Aim of the task -> Which lines in the material below contain the word "sofa"? Copy each of them.

Available data ->
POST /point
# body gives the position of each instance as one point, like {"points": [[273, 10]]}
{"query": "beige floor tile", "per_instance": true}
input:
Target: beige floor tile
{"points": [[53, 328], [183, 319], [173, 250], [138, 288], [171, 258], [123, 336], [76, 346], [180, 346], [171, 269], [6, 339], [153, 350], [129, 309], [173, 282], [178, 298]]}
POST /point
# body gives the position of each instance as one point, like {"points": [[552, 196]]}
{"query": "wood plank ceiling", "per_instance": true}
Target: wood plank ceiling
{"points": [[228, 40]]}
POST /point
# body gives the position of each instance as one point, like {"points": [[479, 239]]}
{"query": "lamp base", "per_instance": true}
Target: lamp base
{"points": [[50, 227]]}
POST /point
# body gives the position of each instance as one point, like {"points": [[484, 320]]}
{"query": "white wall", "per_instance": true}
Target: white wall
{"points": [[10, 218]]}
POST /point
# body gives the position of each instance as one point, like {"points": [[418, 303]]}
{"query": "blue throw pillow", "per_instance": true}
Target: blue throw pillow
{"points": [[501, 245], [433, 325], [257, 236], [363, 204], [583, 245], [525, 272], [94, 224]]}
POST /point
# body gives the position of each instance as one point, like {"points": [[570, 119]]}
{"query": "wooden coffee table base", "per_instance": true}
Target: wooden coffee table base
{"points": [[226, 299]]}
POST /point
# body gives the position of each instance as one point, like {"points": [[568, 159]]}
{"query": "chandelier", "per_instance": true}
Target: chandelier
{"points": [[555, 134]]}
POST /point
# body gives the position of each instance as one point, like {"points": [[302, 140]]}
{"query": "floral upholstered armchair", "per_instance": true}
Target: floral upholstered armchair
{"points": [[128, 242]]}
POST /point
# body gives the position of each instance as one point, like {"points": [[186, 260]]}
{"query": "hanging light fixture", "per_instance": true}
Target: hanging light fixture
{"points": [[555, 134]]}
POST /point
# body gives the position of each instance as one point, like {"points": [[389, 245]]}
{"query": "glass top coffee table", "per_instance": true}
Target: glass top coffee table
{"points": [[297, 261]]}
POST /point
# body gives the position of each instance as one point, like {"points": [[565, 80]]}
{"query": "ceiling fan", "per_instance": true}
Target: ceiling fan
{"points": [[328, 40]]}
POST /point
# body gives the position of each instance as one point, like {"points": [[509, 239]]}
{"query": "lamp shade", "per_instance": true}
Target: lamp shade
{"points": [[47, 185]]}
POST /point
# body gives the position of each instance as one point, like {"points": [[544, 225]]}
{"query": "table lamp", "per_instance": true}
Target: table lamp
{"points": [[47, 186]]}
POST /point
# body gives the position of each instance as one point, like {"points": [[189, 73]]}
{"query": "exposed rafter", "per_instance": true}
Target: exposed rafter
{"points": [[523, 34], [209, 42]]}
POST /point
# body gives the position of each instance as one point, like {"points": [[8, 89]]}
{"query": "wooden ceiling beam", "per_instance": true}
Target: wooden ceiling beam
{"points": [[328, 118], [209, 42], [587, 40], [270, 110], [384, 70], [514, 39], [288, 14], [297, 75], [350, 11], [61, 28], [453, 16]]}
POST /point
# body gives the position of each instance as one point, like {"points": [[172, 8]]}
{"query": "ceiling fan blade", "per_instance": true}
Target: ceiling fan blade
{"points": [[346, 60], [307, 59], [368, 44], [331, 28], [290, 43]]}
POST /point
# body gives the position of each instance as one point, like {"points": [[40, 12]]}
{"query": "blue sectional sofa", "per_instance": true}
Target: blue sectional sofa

Output for this exercise ->
{"query": "blue sectional sofa", "per_instance": true}
Target: blue sectional sofa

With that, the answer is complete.